:: Information supplied

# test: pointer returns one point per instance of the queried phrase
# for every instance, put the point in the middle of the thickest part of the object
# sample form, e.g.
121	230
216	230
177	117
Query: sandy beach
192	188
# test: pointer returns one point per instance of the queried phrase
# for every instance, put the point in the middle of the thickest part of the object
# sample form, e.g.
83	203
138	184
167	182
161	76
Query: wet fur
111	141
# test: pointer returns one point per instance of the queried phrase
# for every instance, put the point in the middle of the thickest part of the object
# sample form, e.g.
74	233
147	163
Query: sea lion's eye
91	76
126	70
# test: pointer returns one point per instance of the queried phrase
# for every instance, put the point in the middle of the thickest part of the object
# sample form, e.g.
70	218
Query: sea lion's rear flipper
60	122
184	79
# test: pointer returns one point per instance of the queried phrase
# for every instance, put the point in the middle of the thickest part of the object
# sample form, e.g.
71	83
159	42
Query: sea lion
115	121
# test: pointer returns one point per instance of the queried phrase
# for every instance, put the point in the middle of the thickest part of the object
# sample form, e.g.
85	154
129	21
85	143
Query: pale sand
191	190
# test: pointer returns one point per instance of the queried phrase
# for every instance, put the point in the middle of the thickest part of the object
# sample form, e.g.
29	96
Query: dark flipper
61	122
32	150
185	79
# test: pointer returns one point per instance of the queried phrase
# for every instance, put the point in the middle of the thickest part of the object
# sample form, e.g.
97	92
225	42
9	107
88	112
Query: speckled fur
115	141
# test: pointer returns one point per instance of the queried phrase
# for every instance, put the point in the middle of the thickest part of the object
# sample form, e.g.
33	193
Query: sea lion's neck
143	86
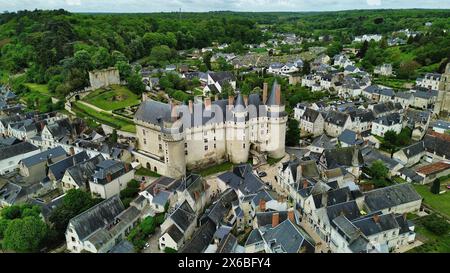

::::

State how many lines in the listing above contain the word "flipper". Reply with the number only.

**Response to the exercise**. 2